TASK DESCRIPTION |
Produce an exact copy of all the records.

---

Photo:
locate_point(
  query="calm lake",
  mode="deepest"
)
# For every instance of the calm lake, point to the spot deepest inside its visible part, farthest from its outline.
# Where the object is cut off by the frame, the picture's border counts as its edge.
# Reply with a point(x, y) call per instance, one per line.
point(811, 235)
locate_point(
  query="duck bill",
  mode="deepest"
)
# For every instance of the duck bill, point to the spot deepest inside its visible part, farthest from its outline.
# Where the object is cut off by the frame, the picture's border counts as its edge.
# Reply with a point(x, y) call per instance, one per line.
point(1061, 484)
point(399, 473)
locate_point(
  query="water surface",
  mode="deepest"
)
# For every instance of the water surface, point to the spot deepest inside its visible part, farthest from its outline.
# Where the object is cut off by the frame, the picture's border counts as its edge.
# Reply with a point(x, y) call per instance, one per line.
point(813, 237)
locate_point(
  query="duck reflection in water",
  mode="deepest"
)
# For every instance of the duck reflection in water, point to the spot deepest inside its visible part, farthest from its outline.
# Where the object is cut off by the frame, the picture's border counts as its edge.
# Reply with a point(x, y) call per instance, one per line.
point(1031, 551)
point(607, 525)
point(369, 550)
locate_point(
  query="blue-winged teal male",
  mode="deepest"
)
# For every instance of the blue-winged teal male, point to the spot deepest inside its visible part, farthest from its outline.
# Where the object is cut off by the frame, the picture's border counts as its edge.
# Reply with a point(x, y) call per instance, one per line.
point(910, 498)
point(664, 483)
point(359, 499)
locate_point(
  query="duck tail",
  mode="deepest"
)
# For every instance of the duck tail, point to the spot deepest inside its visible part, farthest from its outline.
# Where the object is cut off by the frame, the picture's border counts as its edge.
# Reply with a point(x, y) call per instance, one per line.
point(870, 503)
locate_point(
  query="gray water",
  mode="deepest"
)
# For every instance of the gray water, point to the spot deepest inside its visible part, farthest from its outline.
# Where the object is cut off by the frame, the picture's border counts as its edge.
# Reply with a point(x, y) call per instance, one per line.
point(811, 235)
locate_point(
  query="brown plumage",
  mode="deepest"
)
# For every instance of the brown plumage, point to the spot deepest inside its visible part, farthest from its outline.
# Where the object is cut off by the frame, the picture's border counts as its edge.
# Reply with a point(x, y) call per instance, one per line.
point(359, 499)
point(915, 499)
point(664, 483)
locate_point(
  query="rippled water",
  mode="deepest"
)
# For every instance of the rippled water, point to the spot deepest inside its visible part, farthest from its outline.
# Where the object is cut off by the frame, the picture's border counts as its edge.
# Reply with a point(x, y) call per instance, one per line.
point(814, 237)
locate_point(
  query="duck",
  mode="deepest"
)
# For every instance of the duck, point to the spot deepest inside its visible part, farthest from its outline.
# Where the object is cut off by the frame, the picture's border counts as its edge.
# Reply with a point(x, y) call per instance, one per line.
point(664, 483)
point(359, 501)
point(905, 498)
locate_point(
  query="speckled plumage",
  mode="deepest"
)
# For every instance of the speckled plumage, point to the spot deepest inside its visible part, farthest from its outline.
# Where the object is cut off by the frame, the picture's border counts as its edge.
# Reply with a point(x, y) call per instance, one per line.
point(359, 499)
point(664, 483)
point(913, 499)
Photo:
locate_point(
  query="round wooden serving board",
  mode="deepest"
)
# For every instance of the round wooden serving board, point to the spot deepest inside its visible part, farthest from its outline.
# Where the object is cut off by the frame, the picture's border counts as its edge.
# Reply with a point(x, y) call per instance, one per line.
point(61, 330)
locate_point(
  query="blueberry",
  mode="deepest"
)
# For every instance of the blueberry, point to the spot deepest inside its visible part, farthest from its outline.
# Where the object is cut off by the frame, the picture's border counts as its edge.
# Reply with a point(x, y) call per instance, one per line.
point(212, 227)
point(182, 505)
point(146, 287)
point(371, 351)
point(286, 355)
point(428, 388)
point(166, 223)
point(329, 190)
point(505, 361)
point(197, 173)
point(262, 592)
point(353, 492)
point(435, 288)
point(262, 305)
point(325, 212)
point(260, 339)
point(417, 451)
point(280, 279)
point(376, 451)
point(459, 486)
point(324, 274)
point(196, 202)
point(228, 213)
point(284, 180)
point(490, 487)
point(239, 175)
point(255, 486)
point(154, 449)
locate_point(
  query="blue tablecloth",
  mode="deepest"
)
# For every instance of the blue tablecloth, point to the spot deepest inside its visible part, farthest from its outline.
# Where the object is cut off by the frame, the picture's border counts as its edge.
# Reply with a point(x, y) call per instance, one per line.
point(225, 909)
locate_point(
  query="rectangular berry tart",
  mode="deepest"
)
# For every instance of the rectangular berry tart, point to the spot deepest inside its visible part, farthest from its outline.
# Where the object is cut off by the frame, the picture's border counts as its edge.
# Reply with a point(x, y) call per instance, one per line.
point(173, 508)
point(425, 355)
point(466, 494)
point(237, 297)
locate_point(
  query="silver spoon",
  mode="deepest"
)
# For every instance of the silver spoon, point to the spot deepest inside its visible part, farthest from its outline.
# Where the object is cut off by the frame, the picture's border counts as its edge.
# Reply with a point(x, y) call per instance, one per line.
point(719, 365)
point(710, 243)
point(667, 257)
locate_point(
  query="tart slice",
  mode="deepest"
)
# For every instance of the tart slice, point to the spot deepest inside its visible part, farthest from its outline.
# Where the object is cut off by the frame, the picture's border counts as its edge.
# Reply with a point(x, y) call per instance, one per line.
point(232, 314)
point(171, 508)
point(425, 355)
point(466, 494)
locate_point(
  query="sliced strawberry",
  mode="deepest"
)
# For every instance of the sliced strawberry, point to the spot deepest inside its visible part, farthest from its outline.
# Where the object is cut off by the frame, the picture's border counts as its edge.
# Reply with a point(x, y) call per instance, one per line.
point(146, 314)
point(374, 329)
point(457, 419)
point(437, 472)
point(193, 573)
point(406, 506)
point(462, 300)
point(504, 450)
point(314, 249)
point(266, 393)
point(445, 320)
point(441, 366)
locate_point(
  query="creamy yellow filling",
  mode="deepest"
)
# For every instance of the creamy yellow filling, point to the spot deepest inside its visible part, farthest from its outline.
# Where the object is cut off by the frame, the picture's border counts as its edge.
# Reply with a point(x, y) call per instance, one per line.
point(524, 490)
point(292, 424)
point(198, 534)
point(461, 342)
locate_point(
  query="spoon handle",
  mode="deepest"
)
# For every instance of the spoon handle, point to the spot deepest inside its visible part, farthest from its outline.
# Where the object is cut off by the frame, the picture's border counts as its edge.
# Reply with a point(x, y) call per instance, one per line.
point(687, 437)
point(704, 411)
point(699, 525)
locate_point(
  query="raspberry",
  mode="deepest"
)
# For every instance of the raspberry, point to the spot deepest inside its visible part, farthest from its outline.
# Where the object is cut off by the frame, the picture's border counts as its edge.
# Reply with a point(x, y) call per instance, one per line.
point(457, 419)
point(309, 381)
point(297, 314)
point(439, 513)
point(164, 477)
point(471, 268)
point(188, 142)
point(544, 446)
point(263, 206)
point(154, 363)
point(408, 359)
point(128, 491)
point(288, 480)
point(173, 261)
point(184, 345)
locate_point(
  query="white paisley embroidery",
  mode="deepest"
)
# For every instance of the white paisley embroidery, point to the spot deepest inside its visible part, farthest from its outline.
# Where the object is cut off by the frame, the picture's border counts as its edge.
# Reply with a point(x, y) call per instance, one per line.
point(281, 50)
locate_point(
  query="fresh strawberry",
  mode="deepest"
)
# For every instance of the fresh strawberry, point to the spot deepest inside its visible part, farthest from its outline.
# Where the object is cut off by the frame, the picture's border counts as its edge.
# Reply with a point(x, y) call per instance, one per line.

---

EXPECTED OUTPUT |
Photo:
locate_point(
  query="calm lake",
  mode="deepest"
)
# For every instance of the calm lake, point to the spot deepest inside its visible part, farthest from its outline.
# Where the object is cut off by the frame, the picture's border counts as its edge.
# Reply with a point(x, y) call per instance, one per line.
point(811, 235)
locate_point(
  query="duck bill",
  mode="deepest"
)
# For every instance of the duck bill, point to the spot deepest inside its visible part, farthest from its outline.
# Where the object is cut off by the frame, the picture's border counts as its edge.
# Reply with a point(x, y) call per instance, one per line.
point(1061, 484)
point(399, 473)
locate_point(
  query="water surface",
  mode="deepest"
)
# For every instance of the water surface, point to the spot deepest inside its visible part, farthest from its outline.
# Where the object is cut off by the frame, the picture's border counts as its edge.
# Reply with a point(x, y) call per instance, one per line.
point(813, 237)
locate_point(
  query="duck reflection in water",
  mode="deepest"
)
# For every instance of the duck reflection in water, point to the spot deepest inside its visible part, farthest from its outline.
# Where the object is cut off by the frame, the picture's border counts as its edge.
# Reply with a point(x, y) call per instance, one per line.
point(1031, 551)
point(607, 525)
point(369, 550)
locate_point(
  query="blue-winged teal male",
  mode="deepest"
)
# For every instance of the blue-winged teal male, point to the spot deepest inside its visible part, farthest from its outline.
# Where the object is cut off by the frame, the picture's border counts as its edge.
# Reply with a point(x, y) call per instance, one per line.
point(910, 498)
point(664, 483)
point(359, 499)
locate_point(
  query="duck tail",
  mode="deepest"
)
# For every instance of the duck tail, point to the spot deepest inside its visible part, farthest from its outline.
# Where the object is cut off by the frame, the picture's border counts as its edge.
# Reply with a point(x, y) call per instance, one per line.
point(870, 503)
locate_point(
  query="gray water",
  mode="deepest"
)
# For every instance of the gray water, point to the spot deepest inside its visible part, farthest from its outline.
# Where the object is cut off by the frame, the picture's border counts as its edge.
# Reply with a point(x, y) call per instance, one per line.
point(811, 235)
locate_point(
  query="brown plumage",
  mode="deepest"
)
# For every instance of the brown plumage, point to the spot deepest inside its visible part, farthest from its outline.
# Where the object is cut off by the frame, the picture's border counts as its edge.
# Reply with a point(x, y) call per instance, one per line.
point(359, 499)
point(915, 499)
point(664, 483)
locate_point(
  query="rippled water",
  mode="deepest"
)
# For every instance of the rippled water, point to the spot deepest inside its visible part, farthest from its outline.
# Where the object is cut off by the frame, the picture's border counts as its edge.
# Reply with a point(x, y) call per instance, one per line.
point(814, 237)
locate_point(
  query="duck",
  mode="deepest"
)
# For every instance of the duck, point to the spot deepest inside its visible part, farthest from its outline.
# Where the object is cut off by the frame, the picture's border counts as its edge.
# Reply with a point(x, y) call per instance, one per line.
point(664, 483)
point(359, 501)
point(905, 498)
locate_point(
  query="speckled plumage",
  mode="deepest"
)
# For every instance of the speckled plumage, point to the spot deepest inside its visible part, farthest from its outline.
# Where the object is cut off by the frame, the picture's border counts as its edge.
# Reply with a point(x, y) call per instance, one per line.
point(359, 499)
point(664, 483)
point(913, 499)
Photo:
locate_point(
  query="round wooden serving board",
  mode="deepest"
)
# For every instance of the round wooden serving board, point to the spot deepest inside its visible part, farthest from its outline.
# Where the object is cut off by the frame, the picture's border counts as its edge.
# Reply with a point(x, y) call per instance, one per line.
point(61, 330)
locate_point(
  query="blueberry",
  mode="deepest"
)
# For every instance of the blueberry, point to the spot deepest inside its visible part, farthest from its outline.
# Where the object is cut off by the frame, the picture's border counts as its edge.
# Reply with a point(x, y) call per instance, one per line.
point(212, 227)
point(182, 505)
point(146, 287)
point(371, 351)
point(286, 355)
point(428, 388)
point(166, 223)
point(329, 190)
point(505, 361)
point(197, 173)
point(262, 592)
point(353, 492)
point(435, 288)
point(262, 305)
point(325, 212)
point(260, 339)
point(417, 451)
point(280, 279)
point(376, 451)
point(459, 486)
point(324, 274)
point(196, 202)
point(228, 213)
point(284, 180)
point(490, 487)
point(239, 175)
point(255, 486)
point(154, 449)
locate_point(
  query="blue tablecloth",
  mode="deepest"
)
# For every instance of the blue tablecloth, point to the spot deepest inside its visible part, farthest from its outline.
# Where the object is cut off by the frame, the picture's border counts as its edge.
# Reply with a point(x, y) call per instance, one per line.
point(225, 909)
locate_point(
  query="rectangular berry tart",
  mode="deepest"
)
# For every instance of the rectangular berry tart, point to the spot deepest inside its visible part, farthest from its outline.
# Where the object is cut off by the frame, the picture's border counts as its edge.
# Reply with a point(x, y) call per instance, one per line.
point(173, 508)
point(425, 355)
point(466, 494)
point(237, 297)
locate_point(
  query="silver spoon",
  mode="deepest"
)
# For every instance of the silver spoon, point to the spot deepest inside its visible part, farthest from its outline.
# Where the object is cut off by the frame, the picture's border counts as its edge.
# Reply with a point(x, y) call per instance, one per line.
point(719, 365)
point(710, 243)
point(667, 257)
locate_point(
  query="tart slice",
  mode="deepest"
)
# For every instance of the tart slice, point to the spot deepest inside its visible part, farthest from its outline.
# Where the object is cut off by the frame, the picture's border counts as its edge.
# Reply with a point(x, y) call per instance, one per line.
point(232, 314)
point(171, 508)
point(425, 355)
point(466, 494)
locate_point(
  query="sliced strawberry",
  mode="deepest"
)
# For every instance of the sliced strawberry, point to the spot deepest inside its visible part, farthest from its outline.
# Where the object is cut off by the frame, the picture's border counts as its edge.
# Reply with a point(x, y) call per instance, one per line.
point(146, 314)
point(374, 329)
point(457, 419)
point(437, 472)
point(193, 573)
point(406, 506)
point(462, 300)
point(504, 450)
point(314, 249)
point(266, 393)
point(445, 320)
point(441, 366)
locate_point(
  query="creamy yellow filling",
  mode="deepest"
)
# For every instance of the creamy yellow filling, point to the spot deepest inside its visible part, farthest from its outline.
# Where the object is cut off by the frame, the picture's border counts as its edge.
# Reply with a point(x, y) call per instance, one per line.
point(524, 490)
point(292, 424)
point(198, 534)
point(461, 342)
locate_point(
  query="spoon handle",
  mode="deepest"
)
# For every instance of the spoon handle, point to the spot deepest inside its visible part, farthest from its outline.
# Where the object is cut off by the frame, the picture's border counts as its edge.
# Reply with a point(x, y) call per instance, one per line.
point(687, 437)
point(704, 411)
point(699, 525)
locate_point(
  query="raspberry",
  mode="deepest"
)
# For every instance of the raspberry, point to the spot deepest inside its visible part, farthest from its outline.
# Where the object is cut off by the frame, the picture's border counts as its edge.
# Reply with a point(x, y) call per instance, one per line.
point(457, 419)
point(309, 381)
point(297, 314)
point(439, 513)
point(164, 477)
point(471, 268)
point(188, 142)
point(544, 446)
point(263, 206)
point(154, 363)
point(408, 359)
point(128, 491)
point(288, 480)
point(173, 261)
point(184, 345)
locate_point(
  query="white paisley embroidery",
  mode="deepest"
)
# For every instance of the white paisley embroidery, point to the spot deepest inside its visible part, farthest from its outline.
# Where the object is cut off by the frame, the picture's border counts as its edge.
# Reply with a point(x, y) call per instance, one per line.
point(281, 50)
locate_point(
  query="fresh strawberry",
  mode="deepest"
)
# For every instance of the fresh strawberry, point to the spot deepest inside its visible part, farthest from its outline.
# Where the object is cut off by the frame, the picture's border counts as its edge.
# Reply with a point(x, y) call per instance, one per line.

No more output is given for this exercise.